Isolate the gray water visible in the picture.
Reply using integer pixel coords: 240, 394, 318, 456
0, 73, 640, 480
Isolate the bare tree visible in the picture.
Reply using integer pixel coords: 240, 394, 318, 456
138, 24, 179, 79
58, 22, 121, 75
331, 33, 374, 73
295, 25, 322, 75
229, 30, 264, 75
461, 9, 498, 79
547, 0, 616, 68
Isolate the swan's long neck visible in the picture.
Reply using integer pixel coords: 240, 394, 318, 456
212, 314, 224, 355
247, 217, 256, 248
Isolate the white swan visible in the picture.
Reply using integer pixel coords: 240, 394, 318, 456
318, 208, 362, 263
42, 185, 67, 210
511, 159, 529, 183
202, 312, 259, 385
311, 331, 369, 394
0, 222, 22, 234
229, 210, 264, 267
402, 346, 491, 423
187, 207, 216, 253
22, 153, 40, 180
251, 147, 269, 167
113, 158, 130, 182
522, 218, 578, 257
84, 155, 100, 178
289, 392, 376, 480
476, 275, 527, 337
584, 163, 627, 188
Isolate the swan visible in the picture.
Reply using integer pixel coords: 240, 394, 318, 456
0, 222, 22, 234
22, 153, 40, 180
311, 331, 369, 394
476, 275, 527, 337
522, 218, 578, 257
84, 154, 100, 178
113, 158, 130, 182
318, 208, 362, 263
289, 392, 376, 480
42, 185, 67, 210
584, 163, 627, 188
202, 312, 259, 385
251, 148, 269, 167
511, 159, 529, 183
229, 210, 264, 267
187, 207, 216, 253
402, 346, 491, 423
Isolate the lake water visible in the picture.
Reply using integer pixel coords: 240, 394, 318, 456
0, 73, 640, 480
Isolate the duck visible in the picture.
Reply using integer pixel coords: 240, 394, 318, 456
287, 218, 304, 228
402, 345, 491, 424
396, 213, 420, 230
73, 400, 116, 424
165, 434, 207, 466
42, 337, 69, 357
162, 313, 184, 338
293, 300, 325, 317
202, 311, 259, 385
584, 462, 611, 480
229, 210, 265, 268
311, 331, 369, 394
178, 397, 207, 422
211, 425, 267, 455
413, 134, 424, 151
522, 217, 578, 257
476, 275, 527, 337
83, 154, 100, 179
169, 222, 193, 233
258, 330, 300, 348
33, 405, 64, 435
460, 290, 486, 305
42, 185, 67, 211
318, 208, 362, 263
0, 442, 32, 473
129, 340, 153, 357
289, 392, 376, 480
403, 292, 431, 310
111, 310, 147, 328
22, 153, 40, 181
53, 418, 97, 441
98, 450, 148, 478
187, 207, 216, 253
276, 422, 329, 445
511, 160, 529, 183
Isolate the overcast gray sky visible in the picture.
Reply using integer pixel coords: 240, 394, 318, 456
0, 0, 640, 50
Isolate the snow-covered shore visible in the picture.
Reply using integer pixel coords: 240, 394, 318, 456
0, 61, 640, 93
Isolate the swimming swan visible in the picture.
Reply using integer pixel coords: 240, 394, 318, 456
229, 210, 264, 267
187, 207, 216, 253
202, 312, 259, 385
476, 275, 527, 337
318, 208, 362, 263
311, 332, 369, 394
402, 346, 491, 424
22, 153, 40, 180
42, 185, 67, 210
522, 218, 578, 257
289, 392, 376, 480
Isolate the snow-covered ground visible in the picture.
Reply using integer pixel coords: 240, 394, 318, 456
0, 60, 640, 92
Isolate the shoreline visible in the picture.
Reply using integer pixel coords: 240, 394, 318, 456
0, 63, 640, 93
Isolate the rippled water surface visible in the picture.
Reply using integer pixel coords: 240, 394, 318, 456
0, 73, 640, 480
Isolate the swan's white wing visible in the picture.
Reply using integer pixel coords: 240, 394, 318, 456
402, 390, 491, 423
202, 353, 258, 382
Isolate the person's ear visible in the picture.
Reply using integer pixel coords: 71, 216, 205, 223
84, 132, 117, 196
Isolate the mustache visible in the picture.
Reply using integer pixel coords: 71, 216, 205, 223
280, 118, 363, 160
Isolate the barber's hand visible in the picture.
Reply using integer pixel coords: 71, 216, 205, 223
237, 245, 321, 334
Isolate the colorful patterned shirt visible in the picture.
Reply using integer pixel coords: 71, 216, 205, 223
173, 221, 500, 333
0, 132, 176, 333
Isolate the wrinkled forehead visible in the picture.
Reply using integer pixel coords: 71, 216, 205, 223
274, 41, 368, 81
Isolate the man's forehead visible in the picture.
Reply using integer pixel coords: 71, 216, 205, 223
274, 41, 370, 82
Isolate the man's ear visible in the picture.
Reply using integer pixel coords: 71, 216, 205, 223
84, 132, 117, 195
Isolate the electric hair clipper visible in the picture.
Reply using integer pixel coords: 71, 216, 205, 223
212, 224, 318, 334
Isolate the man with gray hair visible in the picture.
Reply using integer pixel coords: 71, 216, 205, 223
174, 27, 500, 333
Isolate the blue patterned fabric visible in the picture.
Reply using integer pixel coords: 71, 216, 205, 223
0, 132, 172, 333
*****
Request => Could you format all of the data above as a JSON list of strings, with one string for each line and blank lines omitted?

Task solution =>
[
  "Isolate the gray water visible in the picture.",
  "Reply using integer pixel coords: 240, 394, 318, 456",
  "0, 73, 640, 480",
  "Isolate the bare tree visible in the picture.",
  "Reply using integer pixel coords: 240, 394, 318, 456",
  "138, 24, 179, 79",
  "58, 22, 121, 75",
  "331, 33, 374, 73",
  "295, 25, 322, 75",
  "229, 30, 264, 75",
  "461, 9, 498, 79",
  "547, 0, 616, 68",
  "Isolate the swan's long neck visible in the picture.",
  "Reply using integer pixel coords: 240, 394, 318, 456",
  "212, 314, 224, 355",
  "247, 217, 256, 248",
  "Isolate the white swan visible in the picture.",
  "Reply using integer pixel coords: 240, 394, 318, 456",
  "318, 208, 362, 263",
  "42, 185, 67, 210",
  "511, 159, 529, 183",
  "202, 312, 259, 385",
  "311, 331, 369, 394",
  "0, 222, 22, 234",
  "229, 210, 264, 267",
  "402, 346, 491, 423",
  "187, 207, 216, 253",
  "22, 153, 40, 180",
  "251, 147, 269, 167",
  "113, 158, 130, 182",
  "522, 218, 578, 257",
  "84, 155, 100, 178",
  "289, 392, 376, 480",
  "476, 275, 527, 337",
  "584, 163, 627, 188",
  "Isolate the swan visible in the picture.",
  "Reply using integer pixel coords: 240, 394, 318, 456",
  "0, 222, 22, 234",
  "22, 153, 40, 180",
  "311, 331, 369, 394",
  "476, 275, 527, 337",
  "522, 218, 578, 257",
  "84, 154, 100, 178",
  "113, 158, 130, 182",
  "318, 208, 362, 263",
  "289, 392, 376, 480",
  "42, 185, 67, 210",
  "584, 163, 627, 188",
  "202, 312, 259, 385",
  "251, 148, 269, 167",
  "511, 159, 529, 183",
  "229, 210, 264, 267",
  "187, 207, 216, 253",
  "402, 346, 491, 423",
  "Isolate the lake water visible in the picture.",
  "Reply using integer pixel coords: 240, 394, 318, 456",
  "0, 73, 640, 480",
  "Isolate the duck visible in the picture.",
  "Reply using integer pixel coords: 240, 394, 318, 456",
  "287, 218, 304, 228",
  "402, 345, 491, 424",
  "396, 213, 420, 230",
  "73, 400, 116, 424",
  "165, 434, 207, 466",
  "42, 337, 69, 357",
  "162, 313, 184, 338",
  "293, 300, 325, 317",
  "202, 311, 259, 385",
  "584, 462, 611, 480",
  "229, 210, 265, 268",
  "311, 331, 369, 394",
  "178, 397, 207, 422",
  "211, 425, 267, 455",
  "413, 134, 424, 151",
  "522, 217, 578, 257",
  "476, 275, 527, 337",
  "83, 154, 100, 179",
  "169, 222, 193, 233",
  "258, 330, 300, 348",
  "33, 405, 64, 435",
  "460, 290, 486, 305",
  "42, 185, 67, 211",
  "318, 208, 362, 263",
  "0, 442, 32, 473",
  "129, 340, 153, 357",
  "289, 392, 376, 480",
  "403, 292, 431, 310",
  "111, 310, 147, 328",
  "22, 153, 40, 181",
  "53, 418, 97, 441",
  "98, 450, 148, 478",
  "187, 207, 216, 253",
  "276, 422, 329, 445",
  "511, 160, 529, 183",
  "Isolate the overcast gray sky visible in the picture.",
  "Reply using integer pixel coords: 240, 394, 318, 456",
  "0, 0, 640, 50",
  "Isolate the snow-covered shore visible in the picture.",
  "Reply using integer pixel coords: 240, 394, 318, 456",
  "0, 61, 640, 93",
  "Isolate the swimming swan visible in the picture.",
  "Reply using integer pixel coords: 240, 394, 318, 456",
  "229, 210, 264, 267",
  "187, 207, 216, 253",
  "202, 312, 259, 385",
  "476, 275, 527, 337",
  "318, 208, 362, 263",
  "311, 332, 369, 394",
  "402, 346, 491, 424",
  "22, 153, 40, 180",
  "42, 185, 67, 210",
  "522, 218, 578, 257",
  "289, 392, 376, 480",
  "Isolate the snow-covered ground visible in the picture.",
  "Reply using integer pixel coords: 240, 394, 318, 456",
  "0, 60, 640, 92",
  "Isolate the shoreline visible in the picture.",
  "Reply using integer pixel coords: 240, 394, 318, 456",
  "0, 63, 640, 93",
  "Isolate the rippled water surface visible in the picture.",
  "Reply using integer pixel coords: 240, 394, 318, 456",
  "0, 73, 640, 480",
  "Isolate the swan's white wing visible in the picture.",
  "Reply using integer pixel coords: 240, 394, 318, 456",
  "402, 390, 491, 423",
  "202, 353, 258, 382",
  "Isolate the person's ear visible in the picture.",
  "Reply using integer pixel coords: 71, 216, 205, 223",
  "84, 132, 117, 196",
  "Isolate the mustache visible in the picture.",
  "Reply using integer pixel coords: 71, 216, 205, 223",
  "280, 118, 363, 160",
  "Isolate the barber's hand visible in the picture.",
  "Reply using integer pixel coords: 71, 216, 205, 223",
  "237, 245, 321, 334",
  "Isolate the colorful patterned shirt visible in the picture.",
  "Reply using integer pixel coords: 71, 216, 205, 223",
  "173, 221, 500, 333",
  "0, 132, 176, 333",
  "Isolate the wrinkled forehead visible in the picture.",
  "Reply using integer pixel coords: 71, 216, 205, 223",
  "274, 41, 368, 81",
  "Isolate the man's forehead visible in the picture.",
  "Reply using integer pixel coords: 71, 216, 205, 223",
  "274, 41, 370, 82",
  "Isolate the man's ear visible in the picture.",
  "Reply using integer pixel coords: 71, 216, 205, 223",
  "84, 132, 117, 195",
  "Isolate the electric hair clipper visible in the picture.",
  "Reply using integer pixel coords: 71, 216, 205, 223",
  "212, 224, 318, 334",
  "Isolate the man with gray hair visible in the picture.",
  "Reply using integer pixel coords: 71, 216, 205, 223",
  "174, 27, 500, 333",
  "Isolate the blue patterned fabric visible in the picture.",
  "Reply using integer pixel coords: 71, 216, 205, 223",
  "0, 132, 172, 333"
]